» **Task to complete**
With no images included, output each entry below exactly as it appears.
*** Opening of Stored data ***
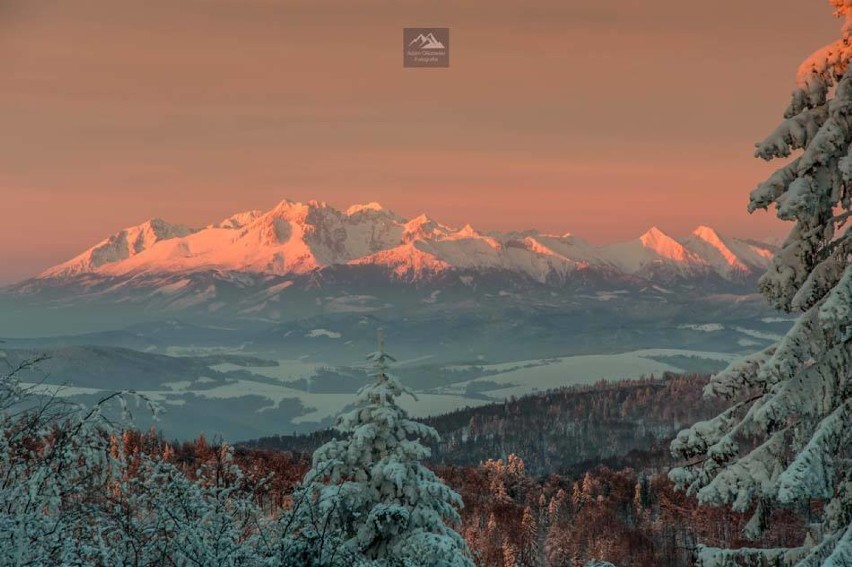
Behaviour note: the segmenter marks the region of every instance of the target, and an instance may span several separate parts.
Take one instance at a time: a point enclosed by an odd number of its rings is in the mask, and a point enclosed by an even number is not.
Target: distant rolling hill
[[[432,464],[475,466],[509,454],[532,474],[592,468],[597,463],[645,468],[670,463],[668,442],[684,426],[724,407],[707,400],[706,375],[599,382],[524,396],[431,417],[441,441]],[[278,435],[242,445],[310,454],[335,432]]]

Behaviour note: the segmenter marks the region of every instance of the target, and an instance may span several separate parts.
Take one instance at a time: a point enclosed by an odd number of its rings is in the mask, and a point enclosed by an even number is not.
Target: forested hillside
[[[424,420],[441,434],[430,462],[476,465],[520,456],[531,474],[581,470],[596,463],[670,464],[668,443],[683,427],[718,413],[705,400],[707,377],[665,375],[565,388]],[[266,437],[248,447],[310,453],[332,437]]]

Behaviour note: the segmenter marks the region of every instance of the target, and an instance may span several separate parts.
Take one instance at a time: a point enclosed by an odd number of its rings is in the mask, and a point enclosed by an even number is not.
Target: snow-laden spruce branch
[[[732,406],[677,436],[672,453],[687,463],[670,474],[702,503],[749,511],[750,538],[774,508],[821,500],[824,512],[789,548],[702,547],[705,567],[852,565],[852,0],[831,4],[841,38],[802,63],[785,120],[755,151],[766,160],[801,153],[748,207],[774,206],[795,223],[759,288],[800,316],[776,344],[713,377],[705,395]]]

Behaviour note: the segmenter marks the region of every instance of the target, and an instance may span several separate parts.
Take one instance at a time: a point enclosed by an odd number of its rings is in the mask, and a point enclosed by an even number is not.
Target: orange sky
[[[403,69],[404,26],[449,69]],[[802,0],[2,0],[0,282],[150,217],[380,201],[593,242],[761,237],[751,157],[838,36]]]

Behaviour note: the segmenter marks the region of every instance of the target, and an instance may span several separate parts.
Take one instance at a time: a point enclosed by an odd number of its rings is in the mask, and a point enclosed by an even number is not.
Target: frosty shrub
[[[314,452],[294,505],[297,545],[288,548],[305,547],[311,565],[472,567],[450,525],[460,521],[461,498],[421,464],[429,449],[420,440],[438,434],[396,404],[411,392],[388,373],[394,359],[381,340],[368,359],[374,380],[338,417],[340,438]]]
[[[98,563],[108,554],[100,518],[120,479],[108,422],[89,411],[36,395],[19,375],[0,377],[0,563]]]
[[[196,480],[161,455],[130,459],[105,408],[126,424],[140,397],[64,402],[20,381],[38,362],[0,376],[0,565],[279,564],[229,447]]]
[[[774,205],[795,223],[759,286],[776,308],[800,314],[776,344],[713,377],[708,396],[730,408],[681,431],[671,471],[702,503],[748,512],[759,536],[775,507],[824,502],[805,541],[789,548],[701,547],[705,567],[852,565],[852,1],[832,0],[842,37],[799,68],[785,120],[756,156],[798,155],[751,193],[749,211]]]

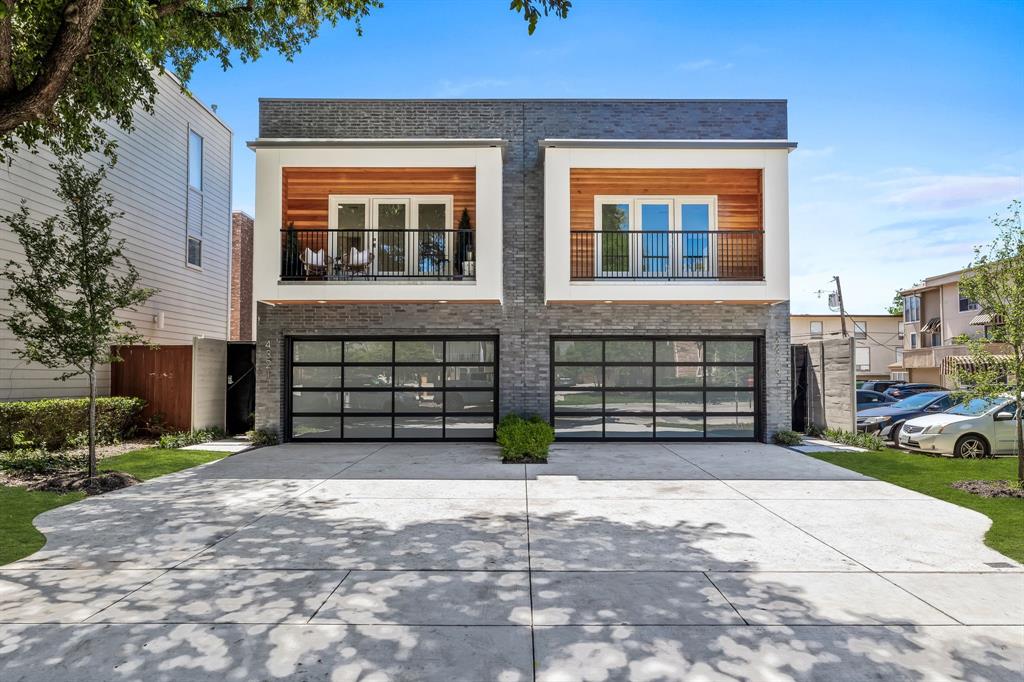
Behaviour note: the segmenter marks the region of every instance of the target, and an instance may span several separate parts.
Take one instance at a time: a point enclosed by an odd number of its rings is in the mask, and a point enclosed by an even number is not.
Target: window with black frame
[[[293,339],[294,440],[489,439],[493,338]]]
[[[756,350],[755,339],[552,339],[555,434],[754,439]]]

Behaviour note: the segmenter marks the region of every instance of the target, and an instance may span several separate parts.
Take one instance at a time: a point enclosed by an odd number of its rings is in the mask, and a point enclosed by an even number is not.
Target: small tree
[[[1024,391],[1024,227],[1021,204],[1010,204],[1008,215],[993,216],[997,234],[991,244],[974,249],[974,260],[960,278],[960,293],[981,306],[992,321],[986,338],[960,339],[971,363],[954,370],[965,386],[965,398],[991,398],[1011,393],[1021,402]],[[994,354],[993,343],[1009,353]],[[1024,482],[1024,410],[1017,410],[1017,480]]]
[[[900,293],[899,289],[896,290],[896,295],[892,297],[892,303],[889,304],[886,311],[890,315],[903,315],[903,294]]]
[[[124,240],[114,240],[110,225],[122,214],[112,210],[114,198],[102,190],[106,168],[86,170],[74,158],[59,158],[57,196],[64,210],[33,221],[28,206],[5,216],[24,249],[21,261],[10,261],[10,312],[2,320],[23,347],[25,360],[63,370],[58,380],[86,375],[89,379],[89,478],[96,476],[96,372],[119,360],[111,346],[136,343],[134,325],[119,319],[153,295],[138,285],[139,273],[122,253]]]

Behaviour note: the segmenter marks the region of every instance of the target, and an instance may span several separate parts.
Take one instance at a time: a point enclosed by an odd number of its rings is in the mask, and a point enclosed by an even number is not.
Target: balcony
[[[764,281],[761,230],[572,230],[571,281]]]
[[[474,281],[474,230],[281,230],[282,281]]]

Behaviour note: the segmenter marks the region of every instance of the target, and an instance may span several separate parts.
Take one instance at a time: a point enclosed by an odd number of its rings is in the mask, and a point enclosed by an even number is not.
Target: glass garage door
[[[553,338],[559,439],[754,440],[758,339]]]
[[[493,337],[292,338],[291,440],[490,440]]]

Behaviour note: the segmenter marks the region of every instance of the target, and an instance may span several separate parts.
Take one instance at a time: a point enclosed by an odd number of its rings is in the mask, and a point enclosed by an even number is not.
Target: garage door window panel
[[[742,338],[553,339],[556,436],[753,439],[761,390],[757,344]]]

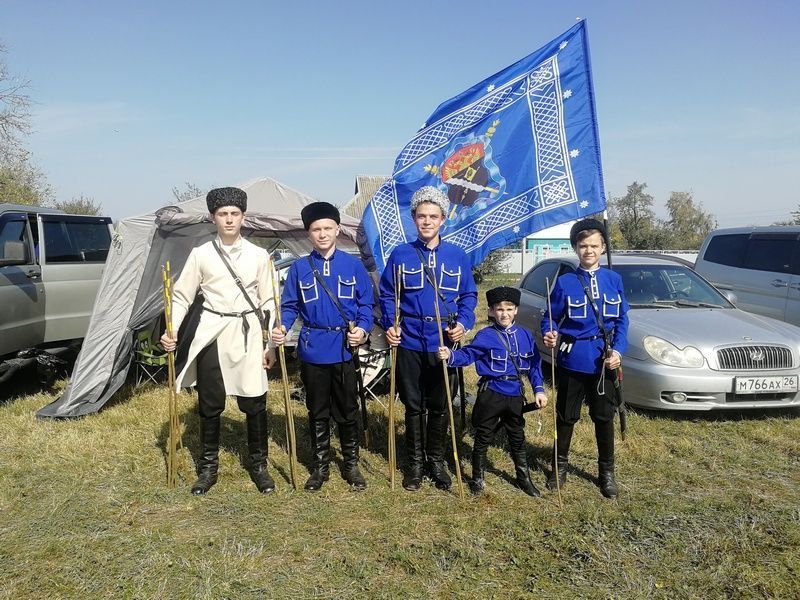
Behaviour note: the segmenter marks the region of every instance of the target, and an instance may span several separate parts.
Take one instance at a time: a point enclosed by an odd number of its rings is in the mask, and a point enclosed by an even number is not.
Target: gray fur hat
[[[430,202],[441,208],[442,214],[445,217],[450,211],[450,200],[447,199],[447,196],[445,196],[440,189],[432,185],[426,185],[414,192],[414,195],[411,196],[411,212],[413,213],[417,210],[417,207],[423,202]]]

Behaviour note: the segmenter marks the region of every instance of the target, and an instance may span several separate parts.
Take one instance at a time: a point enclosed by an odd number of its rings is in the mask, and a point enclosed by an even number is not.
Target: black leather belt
*** Close of Stored data ***
» **Finished exercise**
Behaviour note: the segmenter marks the region of every instance of the target, and an instance may span several separate parts.
Take one instance at a time: a point enclosed by an odd number of its rings is in the mask, and a point enclosed by an even number is not.
Target: distant rolling hill
[[[432,464],[475,466],[509,454],[532,474],[592,468],[597,463],[645,468],[670,463],[668,442],[684,426],[724,407],[707,400],[706,375],[599,382],[524,396],[431,417],[441,441]],[[278,435],[242,445],[310,454],[335,432]]]

Behaviour note: the segmenter marks the region of every instance of the target, and an instance may span several separate parts.
Take one instance at a time: a point enclosed by an odd number of its rings is in the mask, and a point enclosed by an even number is not.
Target: forested hillside
[[[424,420],[441,434],[430,462],[476,465],[520,456],[531,474],[581,470],[596,463],[670,464],[668,443],[683,427],[718,413],[705,400],[707,377],[665,375],[565,388]],[[266,437],[248,447],[310,453],[332,437]]]

Behaviour note: the segmenter marks the region of every instance of the target, and an instance may span several separate parts.
Take one instance at a time: a point enclosed by an odd number of its rings is in the mask, and a point enclosed by an even number is not.
Target: snow-laden spruce branch
[[[732,406],[677,436],[672,453],[687,463],[670,474],[702,503],[749,511],[750,538],[774,508],[821,500],[824,512],[789,548],[702,547],[705,567],[852,565],[852,0],[831,4],[841,38],[802,63],[785,120],[755,151],[766,160],[801,153],[748,207],[774,206],[795,223],[759,288],[800,316],[776,344],[713,377],[705,395]]]

Behaviour note: the segmenter marks the region of every instance of the target, and an instance may span several separate parts.
Take one instance at a time: a point enclosed by an odd number of its rings is in the mask, and a point enclosed by an even number is not.
Target: orange sky
[[[403,69],[404,26],[449,69]],[[802,0],[2,0],[0,282],[150,217],[380,201],[593,242],[761,237],[751,157],[838,36]]]

Behaviour note: the segmenter marks the region of every instance of the target, and an instance may span several separate parts.
Take one instance at a time: a point enclosed by an odd number of its rings is in the mask, and a point enclosed by an even number is not.
Target: frosty shrub
[[[314,452],[294,505],[297,545],[288,548],[305,547],[311,565],[472,567],[450,525],[460,521],[461,498],[421,464],[429,449],[420,440],[438,434],[396,404],[411,392],[388,373],[394,359],[381,340],[368,359],[374,380],[338,417],[340,438]]]
[[[98,563],[108,554],[100,518],[120,479],[108,422],[89,411],[36,395],[19,375],[0,377],[0,563]]]
[[[196,480],[161,455],[130,459],[105,408],[126,424],[140,397],[64,402],[20,381],[38,362],[0,376],[0,565],[279,564],[229,447]]]
[[[774,205],[795,223],[759,286],[776,308],[800,314],[776,344],[713,377],[708,396],[730,408],[681,431],[671,471],[702,503],[748,512],[759,536],[775,507],[824,502],[805,541],[789,548],[701,547],[705,567],[852,565],[852,1],[832,0],[842,37],[799,68],[785,120],[756,156],[798,155],[751,193],[749,211]]]

Behaviour note: the segmenter marks the region of every instance of the target, and an instance may span several separate parts.
Take one instance at a time: a point enclosed by an odd number of its rings is in the mask, and a point enclosed by an even number is not.
Target: window with black frame
[[[293,339],[294,440],[489,439],[493,338]]]
[[[756,350],[755,339],[552,339],[555,434],[754,439]]]

Behaviour note: the segmenter marks the region of every instance of the target, and an instance may span several separate parts.
Take one instance at a time: a point enclosed by an odd number of its rings is in the mask, and a point enclosed by an even number is not.
Target: small tree
[[[1024,391],[1024,227],[1021,204],[1010,204],[1008,215],[993,216],[997,234],[991,244],[974,249],[974,260],[960,278],[960,293],[981,306],[992,321],[986,338],[960,339],[971,363],[954,370],[965,386],[965,398],[991,398],[1011,393],[1021,402]],[[994,354],[993,343],[1009,353]],[[1024,482],[1024,410],[1017,410],[1017,480]]]
[[[900,293],[899,289],[896,290],[896,295],[892,297],[892,303],[889,304],[886,311],[890,315],[903,315],[903,294]]]
[[[124,240],[114,240],[110,225],[122,214],[112,210],[114,198],[102,190],[106,168],[86,170],[74,158],[59,158],[57,196],[64,210],[33,221],[28,206],[5,216],[24,249],[21,261],[10,261],[10,312],[2,320],[23,347],[25,360],[63,370],[58,380],[86,375],[89,379],[89,478],[96,476],[96,372],[119,360],[111,346],[136,343],[134,325],[119,319],[153,295],[138,285],[139,273],[122,253]]]

Behaviour note: the segmenter marks the region of every instance of the target, and an instance may span several separate parts.
Take one instance at a time: a point enclosed by an odd number of its rings is in the mask, and a point enclosed by an even number is not.
Target: balcony
[[[764,281],[761,230],[572,230],[571,281]]]
[[[474,281],[474,230],[281,230],[282,281]]]

Behaviour note: the segmenter marks the region of every instance of the target, and an instance may span several separate parts.
Take one instance at a time: a point enclosed by an odd number of its rings is in the mask, and a point enclosed by an even number is not.
Target: glass garage door
[[[553,338],[559,439],[754,440],[758,339]]]
[[[493,337],[292,338],[291,440],[490,440]]]

Behaviour note: the segmenter marks the region of every instance of the target, and an instance may span several separate parts.
Take one instance at a time: a point enclosed by an odd number of its rings is in the mask, and a point enclosed by an even number is not.
Target: garage door window panel
[[[742,338],[553,339],[556,436],[753,439],[761,390],[757,344]]]

Behaviour note: the segmenter marks the region of every instance of the target, and an instance may span several separate parts.
Take one instance at a time: a point enclosed by an odd number of its rings is in the mask, and a point enclosed by an even number is not.
Target: gray fur hat
[[[430,202],[441,208],[442,214],[445,217],[450,211],[450,200],[447,199],[447,196],[445,196],[440,189],[432,185],[426,185],[414,192],[414,195],[411,196],[411,212],[413,213],[417,210],[417,207],[423,202]]]

Behaviour note: the segmenter marks the region of every instance of the target, and an instance may span several separate parts.
Take one instance at a time: a point enclosed by an odd number of its rings is in the mask, and a point enclosed by an even number is not.
Target: black leather belt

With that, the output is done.